**Goal**
Please repeat every one of the following lines word for word, changing nothing.

**Material provided**
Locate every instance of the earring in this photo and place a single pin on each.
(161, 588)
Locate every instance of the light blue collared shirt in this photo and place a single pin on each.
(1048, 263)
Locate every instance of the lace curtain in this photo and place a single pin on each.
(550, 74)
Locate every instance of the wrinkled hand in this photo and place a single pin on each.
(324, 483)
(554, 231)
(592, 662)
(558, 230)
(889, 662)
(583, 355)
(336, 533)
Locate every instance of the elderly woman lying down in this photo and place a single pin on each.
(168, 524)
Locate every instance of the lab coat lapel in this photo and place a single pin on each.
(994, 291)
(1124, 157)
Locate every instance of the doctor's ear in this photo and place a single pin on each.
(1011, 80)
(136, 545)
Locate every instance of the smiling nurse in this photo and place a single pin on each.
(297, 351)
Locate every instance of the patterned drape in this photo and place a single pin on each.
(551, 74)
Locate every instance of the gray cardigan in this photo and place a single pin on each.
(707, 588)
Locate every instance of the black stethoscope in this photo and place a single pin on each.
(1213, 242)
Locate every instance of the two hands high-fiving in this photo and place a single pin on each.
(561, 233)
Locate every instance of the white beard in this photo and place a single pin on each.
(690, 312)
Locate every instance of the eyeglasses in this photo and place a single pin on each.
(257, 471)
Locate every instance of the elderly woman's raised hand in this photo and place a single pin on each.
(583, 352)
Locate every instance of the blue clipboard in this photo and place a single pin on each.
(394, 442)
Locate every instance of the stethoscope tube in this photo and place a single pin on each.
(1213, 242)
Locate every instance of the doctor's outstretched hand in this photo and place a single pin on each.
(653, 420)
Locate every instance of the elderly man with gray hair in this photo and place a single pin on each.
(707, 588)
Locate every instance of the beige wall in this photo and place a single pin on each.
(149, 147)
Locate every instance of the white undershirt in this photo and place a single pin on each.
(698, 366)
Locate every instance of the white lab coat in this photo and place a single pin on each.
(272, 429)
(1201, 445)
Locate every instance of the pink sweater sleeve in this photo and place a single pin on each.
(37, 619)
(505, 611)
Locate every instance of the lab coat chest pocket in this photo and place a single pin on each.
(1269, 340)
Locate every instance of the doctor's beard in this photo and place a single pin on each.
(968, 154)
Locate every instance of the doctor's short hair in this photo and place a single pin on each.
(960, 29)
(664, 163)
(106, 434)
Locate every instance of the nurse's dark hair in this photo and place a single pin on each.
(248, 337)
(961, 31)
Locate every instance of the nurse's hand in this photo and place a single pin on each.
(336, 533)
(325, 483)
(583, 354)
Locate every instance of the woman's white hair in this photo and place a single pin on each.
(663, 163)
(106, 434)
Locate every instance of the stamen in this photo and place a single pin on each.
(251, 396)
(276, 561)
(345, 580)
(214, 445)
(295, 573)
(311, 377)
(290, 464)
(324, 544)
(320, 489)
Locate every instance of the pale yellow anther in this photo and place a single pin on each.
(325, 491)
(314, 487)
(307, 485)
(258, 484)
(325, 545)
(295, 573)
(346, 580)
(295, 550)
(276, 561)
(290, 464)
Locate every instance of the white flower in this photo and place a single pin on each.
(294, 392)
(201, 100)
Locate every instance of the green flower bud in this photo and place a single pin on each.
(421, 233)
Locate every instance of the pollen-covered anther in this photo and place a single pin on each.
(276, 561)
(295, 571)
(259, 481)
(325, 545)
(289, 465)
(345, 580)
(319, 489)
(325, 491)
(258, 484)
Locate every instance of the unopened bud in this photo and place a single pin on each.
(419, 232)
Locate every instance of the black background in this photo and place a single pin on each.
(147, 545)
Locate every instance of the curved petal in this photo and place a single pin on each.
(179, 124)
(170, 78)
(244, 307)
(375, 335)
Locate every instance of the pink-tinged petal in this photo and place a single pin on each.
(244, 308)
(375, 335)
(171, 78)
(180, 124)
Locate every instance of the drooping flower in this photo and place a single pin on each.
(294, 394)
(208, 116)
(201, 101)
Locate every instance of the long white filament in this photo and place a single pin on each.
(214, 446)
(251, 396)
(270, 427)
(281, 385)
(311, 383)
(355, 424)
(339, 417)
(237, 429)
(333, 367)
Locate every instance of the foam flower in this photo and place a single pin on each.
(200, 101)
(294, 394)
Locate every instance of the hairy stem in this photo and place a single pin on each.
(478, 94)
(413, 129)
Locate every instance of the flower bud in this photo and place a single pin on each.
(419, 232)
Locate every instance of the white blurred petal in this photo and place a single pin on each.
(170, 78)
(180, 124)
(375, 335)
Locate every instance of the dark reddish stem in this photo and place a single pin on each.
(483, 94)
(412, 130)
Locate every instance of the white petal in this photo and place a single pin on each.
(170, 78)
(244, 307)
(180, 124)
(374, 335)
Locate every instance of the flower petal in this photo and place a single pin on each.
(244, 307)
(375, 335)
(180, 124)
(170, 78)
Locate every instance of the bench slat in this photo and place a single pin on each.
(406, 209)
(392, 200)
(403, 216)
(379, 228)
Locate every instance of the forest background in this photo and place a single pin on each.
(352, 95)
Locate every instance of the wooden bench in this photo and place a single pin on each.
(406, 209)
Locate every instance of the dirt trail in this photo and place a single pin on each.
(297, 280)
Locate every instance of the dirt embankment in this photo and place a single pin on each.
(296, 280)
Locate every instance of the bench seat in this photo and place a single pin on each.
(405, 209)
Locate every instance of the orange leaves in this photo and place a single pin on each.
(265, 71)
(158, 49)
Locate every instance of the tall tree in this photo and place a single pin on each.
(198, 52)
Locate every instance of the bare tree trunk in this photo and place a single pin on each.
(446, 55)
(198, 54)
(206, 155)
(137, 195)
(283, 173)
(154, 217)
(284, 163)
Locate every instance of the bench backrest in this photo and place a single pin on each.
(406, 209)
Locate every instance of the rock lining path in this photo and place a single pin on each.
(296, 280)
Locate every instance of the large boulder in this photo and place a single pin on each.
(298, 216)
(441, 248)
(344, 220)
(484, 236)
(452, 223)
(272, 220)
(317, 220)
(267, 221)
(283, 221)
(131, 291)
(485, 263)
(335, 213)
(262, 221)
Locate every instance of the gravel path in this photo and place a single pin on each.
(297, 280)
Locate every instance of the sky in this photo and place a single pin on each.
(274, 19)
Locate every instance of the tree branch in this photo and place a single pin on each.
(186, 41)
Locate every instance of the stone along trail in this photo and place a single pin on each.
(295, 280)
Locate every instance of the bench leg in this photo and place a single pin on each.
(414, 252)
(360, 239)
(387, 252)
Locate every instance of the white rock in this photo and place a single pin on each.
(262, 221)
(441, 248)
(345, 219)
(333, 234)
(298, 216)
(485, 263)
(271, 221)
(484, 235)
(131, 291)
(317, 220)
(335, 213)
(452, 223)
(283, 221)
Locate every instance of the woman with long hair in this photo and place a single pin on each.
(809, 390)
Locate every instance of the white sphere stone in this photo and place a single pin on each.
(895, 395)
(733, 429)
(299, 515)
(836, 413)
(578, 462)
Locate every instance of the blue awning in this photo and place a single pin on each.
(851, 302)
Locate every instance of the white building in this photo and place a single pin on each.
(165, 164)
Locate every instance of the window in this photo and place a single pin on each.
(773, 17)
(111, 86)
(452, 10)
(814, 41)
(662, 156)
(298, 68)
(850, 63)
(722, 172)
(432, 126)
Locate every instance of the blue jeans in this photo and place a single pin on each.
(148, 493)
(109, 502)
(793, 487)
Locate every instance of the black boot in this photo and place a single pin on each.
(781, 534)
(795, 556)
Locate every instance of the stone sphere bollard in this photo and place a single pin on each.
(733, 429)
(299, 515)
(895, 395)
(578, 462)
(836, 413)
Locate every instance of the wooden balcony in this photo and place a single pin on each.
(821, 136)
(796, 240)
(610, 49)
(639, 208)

**Written response**
Locate every instance of the earring in this photo and place a single pin on each.
(161, 588)
Locate every instance of the light blue collared shirt in this photo and place a single pin on each.
(1048, 263)
Locate every instance of the lace curtain in this photo and place a single pin on each.
(550, 74)
Locate every instance of the wrinkled hand in this photo and place a single pin on each.
(324, 483)
(554, 231)
(592, 662)
(558, 230)
(889, 662)
(583, 355)
(336, 533)
Locate every instance of the elderly woman lying down in this photo and place a single pin on each.
(168, 524)
Locate every instance of the lab coat lapel in this photo and place a single pin on each.
(994, 291)
(1124, 157)
Locate every instance of the doctor's ear in this photo and place a single pin on each.
(1011, 80)
(136, 545)
Locate every instance of the smiling nurse in this photo and place a single pin on each.
(297, 351)
Locate every instance of the patterned drape in this photo and place a single pin on each.
(551, 74)
Locate every instance of the gray cardigan in this photo and place a single pin on each.
(707, 588)
Locate every instance of the black stethoscope in this photo and place a single pin on each.
(1213, 242)
Locate every instance of the two hands high-fiving in this photo and place a single pin on each.
(561, 233)
Locate every instance of the white beard in this photo and place a single pin on each.
(690, 312)
Locate every instance of the eyeglasses in this photo and place a single pin on each.
(257, 471)
Locate every instance of the elderly woman's raised hand in this photo and place a single pin on each.
(583, 352)
Locate every instance of the blue clipboard in this photo and place a single pin on each.
(394, 442)
Locate every instance of the stethoscope tube in this photo and place a single pin on each.
(1213, 242)
Locate every instance of the doctor's outstretched hand in this photo and place a single pin on each.
(653, 420)
Locate every instance of the elderly man with gray hair in this photo and place a single pin on each.
(707, 588)
Locate every instance of the beige wall in this photo and place a single pin on each.
(149, 147)
Locate every instance of the white undershirt in this photo and place a single pin on each.
(698, 366)
Locate every instance of the white lab coat in this photo and place a single pin on each.
(272, 429)
(1201, 445)
Locate every instance of the pink sweater sleeve in this photo and place a single pin on each.
(37, 619)
(505, 611)
Locate every instance of the lab coat chest pocket in this photo and place a single pin on each.
(1269, 340)
Locate every instance of the doctor's beard in this photo and place a single pin on each.
(968, 154)
Locate every instance of the doctor's short hair in this photo and place a single pin on each.
(960, 29)
(664, 163)
(106, 434)
Locate every instance of the nurse's dark hair in this photo and place a single pin on each.
(248, 337)
(961, 31)
Locate every instance of the nurse's hand in this photo and place a single pin on each.
(336, 533)
(325, 483)
(583, 354)
Locate every instance of the woman's white hair in this photo and place a single pin on each.
(663, 163)
(106, 434)
Locate every instance of the stamen in this photo and place a single pin on each.
(251, 396)
(276, 561)
(345, 580)
(214, 445)
(295, 573)
(311, 377)
(290, 464)
(324, 544)
(320, 489)
Locate every instance of the pale yellow anther in this photo and place a single pin on each.
(325, 491)
(314, 487)
(307, 485)
(258, 484)
(325, 545)
(295, 573)
(346, 580)
(295, 550)
(276, 561)
(290, 464)
Locate every instance of the white flower in this photo and place a single pin on each.
(294, 392)
(201, 100)
Locate every instance of the green flower bud in this photo and place a single pin on each.
(421, 233)
Locate every instance of the pollen-covered anther in this photo and place a single pin on each.
(276, 561)
(295, 571)
(259, 481)
(325, 545)
(289, 465)
(345, 580)
(319, 489)
(325, 491)
(258, 484)
Locate every instance of the unopened bud in this photo and place a single pin on each.
(419, 232)
Locate every instance of the black background in this photo and place a single pin on each.
(147, 545)
Locate every instance of the curved petal in this photo and place a single pin on each.
(179, 124)
(170, 78)
(244, 307)
(375, 335)
Locate every instance of the pink-tinged petal in this photo and place a single pin on each.
(244, 308)
(375, 335)
(171, 78)
(180, 124)
Locate every instance of the drooping flower in this photo and place a single pin on each.
(294, 394)
(208, 116)
(201, 101)
Locate every instance of the long white filament in this photo and place a single pin on each.
(214, 446)
(251, 396)
(270, 427)
(281, 385)
(311, 383)
(355, 424)
(339, 417)
(237, 429)
(333, 367)
Locate every instance of the foam flower in this photo and place a single pin on each.
(200, 101)
(294, 394)
Locate every instance of the hairy stem in this photo and place a single pin on each.
(478, 94)
(413, 129)
Locate every instance of the flower bud in this photo and place a single pin on each.
(419, 232)
Locate every instance of the white blurred petal in this photo and place a single pin on each.
(170, 78)
(180, 124)
(375, 335)
Locate every instance of the dark reddish stem in this photo and place a single pin on each.
(483, 94)
(412, 130)
Locate every instance of the white petal in this photo and place a single pin on each.
(170, 78)
(244, 307)
(180, 124)
(374, 335)
Locate every instance of the flower petal in this photo and place a single pin on each.
(244, 307)
(375, 335)
(180, 124)
(170, 78)
Locate every instance of the bench slat in this photo and place a single pin on each.
(406, 209)
(392, 200)
(403, 216)
(379, 228)
Locate every instance of the forest background in this photo and place a single pin on each.
(352, 95)
Locate every instance of the wooden bench in this photo and place a single pin on each.
(406, 209)
Locate every instance of the dirt trail in this photo and place a single pin on each.
(297, 280)
Locate every instance of the dirt embankment in this photo and place a single pin on each.
(296, 280)
Locate every instance of the bench seat in this photo and place a single pin on each.
(405, 209)
Locate every instance of the orange leaves in this photo and place a single pin on each.
(265, 71)
(158, 49)
Locate every instance of the tall tree in this photo and place a single pin on each.
(198, 52)
Locate every instance of the bare tree trunk in this photo and place a single pin on each.
(446, 55)
(198, 54)
(206, 155)
(137, 195)
(283, 173)
(154, 217)
(284, 163)
Locate every instance of the bench backrest in this photo and place a single pin on each.
(406, 209)
Locate every instance of the rock lining path in this photo and place a single pin on each.
(296, 280)
Locate every instance of the large boulder in this photo and place a single pin on each.
(298, 216)
(441, 248)
(344, 220)
(484, 236)
(452, 223)
(272, 220)
(317, 220)
(267, 221)
(283, 221)
(131, 291)
(485, 263)
(335, 213)
(262, 221)
Locate every instance of the gravel path in this photo and place a single pin on each.
(297, 280)
Locate every instance of the sky in this photo and place a single pin on each.
(274, 19)
Locate every instance of the tree branch in this photo and place a single pin on each.
(186, 41)
Locate every instance of the stone along trail in this photo and place a single pin on each.
(295, 280)
Locate every instance of the bench leg in this photo and place a single pin on each.
(414, 252)
(360, 239)
(387, 252)
Locate every instance of the white rock in this photo and place a single pin on each.
(262, 221)
(441, 248)
(345, 219)
(333, 234)
(298, 216)
(485, 263)
(271, 221)
(484, 235)
(131, 291)
(317, 220)
(335, 213)
(452, 223)
(283, 221)
Locate every instance of the woman with long hair in this photo and place a single pin on each.
(809, 390)
Locate every instance of the white sphere stone in this photo and place a single pin on each.
(895, 395)
(733, 429)
(299, 515)
(836, 413)
(578, 462)
Locate every instance of the blue awning in this photo and place a single pin on each.
(851, 302)
Locate every instance of the white building in this photo and place a single pin on each.
(165, 164)
Locate every instance of the window in this photo and place a single pin on each.
(773, 17)
(111, 86)
(452, 10)
(814, 41)
(662, 156)
(298, 68)
(850, 63)
(722, 172)
(432, 126)
Locate every instance of the blue jeans in this photo and place a single pin on each.
(148, 493)
(109, 502)
(793, 487)
Locate every instance of the black boot in this photo and place a single pin on each.
(781, 534)
(795, 556)
Locate every instance of the stone sphere bollard in this photo and place a single pin on each.
(733, 429)
(299, 515)
(895, 395)
(578, 462)
(836, 413)
Locate every instance of the wooden balcony in this photo and place a single pin on each.
(821, 136)
(796, 240)
(610, 49)
(639, 208)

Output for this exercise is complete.